## Task
Everything from the line containing "point: microwave door" down to the last line of the entries below must be transcribed exactly, and nothing else.

## Excerpted data
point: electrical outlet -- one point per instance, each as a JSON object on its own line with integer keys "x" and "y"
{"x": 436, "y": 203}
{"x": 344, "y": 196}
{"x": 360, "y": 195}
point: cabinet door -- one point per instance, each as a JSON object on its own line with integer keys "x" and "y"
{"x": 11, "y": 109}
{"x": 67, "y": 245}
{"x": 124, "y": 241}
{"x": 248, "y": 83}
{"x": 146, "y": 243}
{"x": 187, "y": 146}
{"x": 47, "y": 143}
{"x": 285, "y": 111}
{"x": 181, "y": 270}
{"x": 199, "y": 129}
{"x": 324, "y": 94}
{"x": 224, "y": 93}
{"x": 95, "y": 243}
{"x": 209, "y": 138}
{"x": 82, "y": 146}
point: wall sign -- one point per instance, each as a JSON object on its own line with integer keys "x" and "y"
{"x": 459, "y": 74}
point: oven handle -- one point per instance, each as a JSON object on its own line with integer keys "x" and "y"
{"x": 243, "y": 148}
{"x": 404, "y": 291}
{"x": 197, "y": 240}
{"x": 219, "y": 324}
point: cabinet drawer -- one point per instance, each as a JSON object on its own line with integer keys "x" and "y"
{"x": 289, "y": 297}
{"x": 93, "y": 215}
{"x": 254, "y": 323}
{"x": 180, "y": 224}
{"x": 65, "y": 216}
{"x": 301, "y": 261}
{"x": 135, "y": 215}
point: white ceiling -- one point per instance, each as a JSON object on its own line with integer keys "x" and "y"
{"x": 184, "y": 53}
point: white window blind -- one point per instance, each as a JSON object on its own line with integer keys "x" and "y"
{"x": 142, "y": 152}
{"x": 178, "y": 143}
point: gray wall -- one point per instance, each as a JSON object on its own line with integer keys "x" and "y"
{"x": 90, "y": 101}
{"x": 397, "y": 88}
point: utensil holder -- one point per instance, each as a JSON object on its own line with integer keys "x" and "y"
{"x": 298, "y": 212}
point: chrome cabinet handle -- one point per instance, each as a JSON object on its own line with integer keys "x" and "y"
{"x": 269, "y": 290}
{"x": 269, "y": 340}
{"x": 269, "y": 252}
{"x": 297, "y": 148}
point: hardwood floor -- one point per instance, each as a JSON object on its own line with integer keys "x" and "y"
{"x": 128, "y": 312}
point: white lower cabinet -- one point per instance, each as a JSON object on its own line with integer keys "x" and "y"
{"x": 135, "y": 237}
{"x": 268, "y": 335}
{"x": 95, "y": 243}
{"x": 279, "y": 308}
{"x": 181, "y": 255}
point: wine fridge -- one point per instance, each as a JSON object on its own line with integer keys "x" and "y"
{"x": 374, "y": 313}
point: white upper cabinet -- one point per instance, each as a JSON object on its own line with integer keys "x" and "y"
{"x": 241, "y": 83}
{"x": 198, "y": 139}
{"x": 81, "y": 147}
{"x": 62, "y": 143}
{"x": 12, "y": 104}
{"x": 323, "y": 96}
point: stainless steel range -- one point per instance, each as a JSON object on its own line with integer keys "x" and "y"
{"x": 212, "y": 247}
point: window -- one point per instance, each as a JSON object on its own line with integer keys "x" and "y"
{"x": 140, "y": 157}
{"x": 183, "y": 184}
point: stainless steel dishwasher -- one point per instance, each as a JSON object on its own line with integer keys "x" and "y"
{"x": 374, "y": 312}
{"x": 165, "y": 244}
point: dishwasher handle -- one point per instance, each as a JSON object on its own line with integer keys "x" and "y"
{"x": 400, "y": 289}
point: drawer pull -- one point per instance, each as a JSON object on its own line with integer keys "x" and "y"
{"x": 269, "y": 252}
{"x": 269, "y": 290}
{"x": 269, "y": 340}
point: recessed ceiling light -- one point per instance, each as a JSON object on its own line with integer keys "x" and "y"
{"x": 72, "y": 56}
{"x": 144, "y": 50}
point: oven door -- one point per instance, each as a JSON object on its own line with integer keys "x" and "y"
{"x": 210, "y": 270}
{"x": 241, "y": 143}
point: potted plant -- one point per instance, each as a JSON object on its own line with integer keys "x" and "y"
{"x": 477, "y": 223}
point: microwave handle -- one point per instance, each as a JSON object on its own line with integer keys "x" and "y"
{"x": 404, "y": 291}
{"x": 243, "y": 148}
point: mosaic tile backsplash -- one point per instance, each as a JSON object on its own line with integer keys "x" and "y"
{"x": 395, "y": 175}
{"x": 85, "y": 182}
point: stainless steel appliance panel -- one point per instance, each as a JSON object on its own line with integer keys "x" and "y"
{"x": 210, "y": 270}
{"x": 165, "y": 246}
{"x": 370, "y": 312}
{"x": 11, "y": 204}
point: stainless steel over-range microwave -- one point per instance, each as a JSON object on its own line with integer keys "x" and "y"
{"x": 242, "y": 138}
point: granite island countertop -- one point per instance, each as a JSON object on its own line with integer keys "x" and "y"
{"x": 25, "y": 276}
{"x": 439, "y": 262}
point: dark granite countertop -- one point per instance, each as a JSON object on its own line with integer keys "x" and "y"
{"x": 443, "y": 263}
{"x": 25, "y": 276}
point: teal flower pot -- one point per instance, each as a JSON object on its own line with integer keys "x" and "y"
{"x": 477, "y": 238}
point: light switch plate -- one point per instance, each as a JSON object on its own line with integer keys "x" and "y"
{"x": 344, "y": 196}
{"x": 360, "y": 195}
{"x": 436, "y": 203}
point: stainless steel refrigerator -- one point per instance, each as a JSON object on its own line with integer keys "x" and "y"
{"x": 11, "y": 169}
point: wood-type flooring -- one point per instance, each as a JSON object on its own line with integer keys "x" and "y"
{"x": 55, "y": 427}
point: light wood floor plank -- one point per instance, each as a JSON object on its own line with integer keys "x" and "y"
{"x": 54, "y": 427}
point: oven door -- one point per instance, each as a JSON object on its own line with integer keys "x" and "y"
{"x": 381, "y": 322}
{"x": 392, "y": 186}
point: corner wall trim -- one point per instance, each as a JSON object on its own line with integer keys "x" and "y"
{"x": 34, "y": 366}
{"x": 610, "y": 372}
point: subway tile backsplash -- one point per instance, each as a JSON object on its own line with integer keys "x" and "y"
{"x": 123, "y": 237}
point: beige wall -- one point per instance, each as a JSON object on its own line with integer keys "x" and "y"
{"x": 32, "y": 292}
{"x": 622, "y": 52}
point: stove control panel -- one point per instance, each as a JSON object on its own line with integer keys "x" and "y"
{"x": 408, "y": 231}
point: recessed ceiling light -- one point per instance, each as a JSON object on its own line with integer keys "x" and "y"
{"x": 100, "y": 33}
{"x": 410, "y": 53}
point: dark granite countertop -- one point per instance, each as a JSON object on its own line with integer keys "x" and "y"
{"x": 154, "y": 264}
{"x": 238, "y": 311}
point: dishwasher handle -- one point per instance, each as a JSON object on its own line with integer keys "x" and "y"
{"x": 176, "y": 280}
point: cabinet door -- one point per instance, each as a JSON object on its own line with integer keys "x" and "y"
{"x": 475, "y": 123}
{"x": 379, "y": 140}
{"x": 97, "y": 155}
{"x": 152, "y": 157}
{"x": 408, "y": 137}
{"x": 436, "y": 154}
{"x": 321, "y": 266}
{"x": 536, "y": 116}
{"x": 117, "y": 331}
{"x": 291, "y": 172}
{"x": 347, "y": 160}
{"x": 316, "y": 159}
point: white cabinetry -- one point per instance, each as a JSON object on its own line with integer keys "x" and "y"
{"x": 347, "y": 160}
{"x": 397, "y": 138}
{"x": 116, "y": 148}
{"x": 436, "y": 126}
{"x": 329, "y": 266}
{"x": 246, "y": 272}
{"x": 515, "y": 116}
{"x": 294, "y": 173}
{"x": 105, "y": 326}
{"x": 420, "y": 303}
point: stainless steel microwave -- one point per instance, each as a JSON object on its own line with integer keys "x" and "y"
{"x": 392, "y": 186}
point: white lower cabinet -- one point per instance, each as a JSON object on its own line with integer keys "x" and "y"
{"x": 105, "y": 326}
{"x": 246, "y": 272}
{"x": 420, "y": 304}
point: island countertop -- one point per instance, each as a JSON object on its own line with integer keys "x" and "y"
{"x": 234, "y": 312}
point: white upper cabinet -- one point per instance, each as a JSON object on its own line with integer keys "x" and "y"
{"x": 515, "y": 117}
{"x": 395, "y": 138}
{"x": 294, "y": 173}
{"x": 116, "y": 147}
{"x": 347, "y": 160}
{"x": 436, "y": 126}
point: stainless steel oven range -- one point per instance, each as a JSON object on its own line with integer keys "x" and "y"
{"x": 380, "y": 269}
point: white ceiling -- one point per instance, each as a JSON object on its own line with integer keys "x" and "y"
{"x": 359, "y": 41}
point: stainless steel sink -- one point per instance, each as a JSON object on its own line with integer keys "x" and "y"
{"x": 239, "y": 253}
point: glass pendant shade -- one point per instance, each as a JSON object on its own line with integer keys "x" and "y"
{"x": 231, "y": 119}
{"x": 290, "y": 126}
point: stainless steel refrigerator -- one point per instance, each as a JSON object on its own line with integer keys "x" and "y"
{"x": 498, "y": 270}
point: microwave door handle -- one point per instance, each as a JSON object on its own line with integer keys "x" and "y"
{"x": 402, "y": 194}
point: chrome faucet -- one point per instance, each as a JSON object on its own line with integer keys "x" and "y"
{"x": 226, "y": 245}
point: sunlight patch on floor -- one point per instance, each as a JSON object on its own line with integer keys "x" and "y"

## Written reply
point: microwave door handle -- one point per instance, each as a JSON object on its own line with integer keys "x" and "y"
{"x": 402, "y": 194}
point: chrome faucet -- one point per instance, each as a JSON object on its own line with integer keys "x" and "y"
{"x": 226, "y": 245}
point: sunlight patch on floor -- one point per instance, each as a JSON object on its own line with integer keys "x" and "y"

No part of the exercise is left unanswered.